**What you should do**: Copy out, word for word, the rows below from the line containing "Where can you find the man walking" through the last line of the rows, including both of those lines.

___ Data extract

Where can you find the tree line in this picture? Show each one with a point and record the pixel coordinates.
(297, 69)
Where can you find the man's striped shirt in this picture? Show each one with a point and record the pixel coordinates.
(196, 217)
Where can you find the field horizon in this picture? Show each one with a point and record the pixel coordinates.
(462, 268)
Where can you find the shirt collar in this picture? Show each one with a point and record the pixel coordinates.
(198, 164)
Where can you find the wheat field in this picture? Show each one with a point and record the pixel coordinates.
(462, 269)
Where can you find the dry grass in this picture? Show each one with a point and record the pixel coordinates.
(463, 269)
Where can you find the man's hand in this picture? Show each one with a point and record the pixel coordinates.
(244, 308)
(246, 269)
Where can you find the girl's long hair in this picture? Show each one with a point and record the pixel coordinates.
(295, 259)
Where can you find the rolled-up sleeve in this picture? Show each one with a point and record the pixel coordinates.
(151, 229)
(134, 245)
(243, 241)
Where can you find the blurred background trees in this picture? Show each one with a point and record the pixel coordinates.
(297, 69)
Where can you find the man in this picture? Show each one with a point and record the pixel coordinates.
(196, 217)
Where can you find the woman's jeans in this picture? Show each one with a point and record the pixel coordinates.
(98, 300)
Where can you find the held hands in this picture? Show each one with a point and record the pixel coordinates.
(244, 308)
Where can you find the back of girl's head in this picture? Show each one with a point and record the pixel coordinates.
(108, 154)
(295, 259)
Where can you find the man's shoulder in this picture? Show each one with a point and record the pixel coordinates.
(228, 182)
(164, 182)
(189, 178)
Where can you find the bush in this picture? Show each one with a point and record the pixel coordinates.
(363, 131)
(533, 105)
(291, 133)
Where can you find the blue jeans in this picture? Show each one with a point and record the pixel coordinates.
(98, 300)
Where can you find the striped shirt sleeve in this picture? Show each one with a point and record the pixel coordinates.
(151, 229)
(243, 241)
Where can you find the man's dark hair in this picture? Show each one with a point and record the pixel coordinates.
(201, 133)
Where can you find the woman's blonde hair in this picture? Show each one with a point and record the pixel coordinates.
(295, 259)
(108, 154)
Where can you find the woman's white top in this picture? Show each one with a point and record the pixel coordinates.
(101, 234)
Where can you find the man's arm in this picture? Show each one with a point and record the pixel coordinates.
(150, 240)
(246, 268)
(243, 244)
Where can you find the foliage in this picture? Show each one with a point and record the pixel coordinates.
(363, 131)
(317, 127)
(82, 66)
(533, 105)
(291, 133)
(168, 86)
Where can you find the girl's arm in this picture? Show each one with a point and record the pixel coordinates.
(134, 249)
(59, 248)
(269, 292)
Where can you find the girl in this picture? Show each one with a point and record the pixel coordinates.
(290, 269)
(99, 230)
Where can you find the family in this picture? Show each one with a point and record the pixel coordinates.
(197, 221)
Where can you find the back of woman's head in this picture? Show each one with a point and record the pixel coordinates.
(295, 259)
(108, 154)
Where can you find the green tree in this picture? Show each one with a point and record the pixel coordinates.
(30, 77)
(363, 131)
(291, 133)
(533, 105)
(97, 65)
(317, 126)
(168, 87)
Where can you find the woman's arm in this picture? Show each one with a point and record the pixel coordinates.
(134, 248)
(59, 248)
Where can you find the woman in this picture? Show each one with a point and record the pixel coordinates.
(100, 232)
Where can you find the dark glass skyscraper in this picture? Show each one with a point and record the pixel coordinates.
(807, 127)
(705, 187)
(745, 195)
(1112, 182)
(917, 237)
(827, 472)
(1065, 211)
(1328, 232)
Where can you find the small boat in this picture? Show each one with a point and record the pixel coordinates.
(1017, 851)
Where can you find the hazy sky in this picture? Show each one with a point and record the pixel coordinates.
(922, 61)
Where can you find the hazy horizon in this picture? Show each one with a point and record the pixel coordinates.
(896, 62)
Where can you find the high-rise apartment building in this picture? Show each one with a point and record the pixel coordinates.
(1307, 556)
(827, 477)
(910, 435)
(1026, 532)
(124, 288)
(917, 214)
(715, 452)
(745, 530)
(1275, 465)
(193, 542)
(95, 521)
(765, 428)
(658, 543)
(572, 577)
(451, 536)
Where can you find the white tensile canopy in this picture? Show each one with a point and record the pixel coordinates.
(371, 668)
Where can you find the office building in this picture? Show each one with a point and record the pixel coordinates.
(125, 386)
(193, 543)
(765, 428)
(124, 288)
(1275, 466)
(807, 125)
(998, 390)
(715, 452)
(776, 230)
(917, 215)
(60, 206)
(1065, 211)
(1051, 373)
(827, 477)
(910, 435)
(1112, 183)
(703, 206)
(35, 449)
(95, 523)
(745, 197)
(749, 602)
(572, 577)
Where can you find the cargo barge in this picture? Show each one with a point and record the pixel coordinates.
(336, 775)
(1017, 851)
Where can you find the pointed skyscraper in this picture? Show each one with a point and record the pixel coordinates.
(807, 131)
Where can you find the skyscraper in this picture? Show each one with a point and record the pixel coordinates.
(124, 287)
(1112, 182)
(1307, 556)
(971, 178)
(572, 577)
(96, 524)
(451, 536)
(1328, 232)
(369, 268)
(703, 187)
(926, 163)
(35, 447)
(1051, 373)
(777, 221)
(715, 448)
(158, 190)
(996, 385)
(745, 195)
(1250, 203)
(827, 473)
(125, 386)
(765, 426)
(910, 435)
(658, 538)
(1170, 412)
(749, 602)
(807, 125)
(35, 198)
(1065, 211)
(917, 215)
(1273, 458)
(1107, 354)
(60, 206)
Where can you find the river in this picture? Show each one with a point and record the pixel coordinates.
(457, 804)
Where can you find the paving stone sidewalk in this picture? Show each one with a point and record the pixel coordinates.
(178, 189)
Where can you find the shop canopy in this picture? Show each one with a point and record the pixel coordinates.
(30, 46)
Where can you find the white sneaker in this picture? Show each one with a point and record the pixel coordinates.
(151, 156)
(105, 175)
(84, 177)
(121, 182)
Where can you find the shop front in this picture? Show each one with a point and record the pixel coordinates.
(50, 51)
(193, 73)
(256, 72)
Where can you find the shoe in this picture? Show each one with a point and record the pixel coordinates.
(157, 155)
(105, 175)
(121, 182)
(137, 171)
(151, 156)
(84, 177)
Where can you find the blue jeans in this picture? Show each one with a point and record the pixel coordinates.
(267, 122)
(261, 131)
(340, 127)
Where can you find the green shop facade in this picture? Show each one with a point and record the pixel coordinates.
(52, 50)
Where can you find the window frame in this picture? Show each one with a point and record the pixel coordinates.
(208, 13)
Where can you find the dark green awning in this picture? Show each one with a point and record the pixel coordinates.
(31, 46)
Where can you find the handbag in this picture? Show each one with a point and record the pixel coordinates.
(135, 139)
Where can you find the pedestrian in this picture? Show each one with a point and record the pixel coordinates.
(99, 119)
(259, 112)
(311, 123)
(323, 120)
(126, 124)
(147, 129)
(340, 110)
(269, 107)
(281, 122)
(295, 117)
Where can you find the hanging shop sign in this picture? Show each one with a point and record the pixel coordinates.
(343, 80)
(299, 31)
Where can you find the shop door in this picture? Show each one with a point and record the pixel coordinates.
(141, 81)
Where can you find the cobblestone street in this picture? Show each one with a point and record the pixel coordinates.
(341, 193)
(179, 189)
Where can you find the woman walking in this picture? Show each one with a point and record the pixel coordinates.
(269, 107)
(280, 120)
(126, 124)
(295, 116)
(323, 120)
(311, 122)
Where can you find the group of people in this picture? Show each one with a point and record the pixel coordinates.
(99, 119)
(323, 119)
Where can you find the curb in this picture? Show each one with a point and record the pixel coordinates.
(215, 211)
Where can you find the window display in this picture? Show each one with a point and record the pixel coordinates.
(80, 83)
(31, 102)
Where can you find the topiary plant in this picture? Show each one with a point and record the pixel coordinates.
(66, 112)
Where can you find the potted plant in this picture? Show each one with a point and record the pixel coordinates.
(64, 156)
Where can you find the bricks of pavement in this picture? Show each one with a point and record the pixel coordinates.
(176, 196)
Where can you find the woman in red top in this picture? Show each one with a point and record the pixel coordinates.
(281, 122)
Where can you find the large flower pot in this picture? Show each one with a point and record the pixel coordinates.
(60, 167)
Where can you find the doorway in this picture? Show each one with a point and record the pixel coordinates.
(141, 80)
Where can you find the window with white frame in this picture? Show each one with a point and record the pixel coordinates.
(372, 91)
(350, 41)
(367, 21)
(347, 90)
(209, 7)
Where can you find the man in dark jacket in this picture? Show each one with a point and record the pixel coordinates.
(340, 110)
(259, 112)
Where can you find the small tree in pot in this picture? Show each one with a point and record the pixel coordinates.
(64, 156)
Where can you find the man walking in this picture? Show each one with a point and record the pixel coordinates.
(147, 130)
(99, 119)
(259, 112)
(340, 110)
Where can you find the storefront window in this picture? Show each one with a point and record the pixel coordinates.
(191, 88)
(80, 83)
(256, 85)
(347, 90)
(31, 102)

______

**Written response**:
Where can you find the man walking in this picture? Show each one with a point and record the pixel coordinates.
(147, 130)
(99, 119)
(259, 112)
(340, 110)
Where can you find the storefront window in this picture? Show each one with a point and record the pixel coordinates.
(191, 88)
(80, 83)
(256, 85)
(347, 90)
(31, 102)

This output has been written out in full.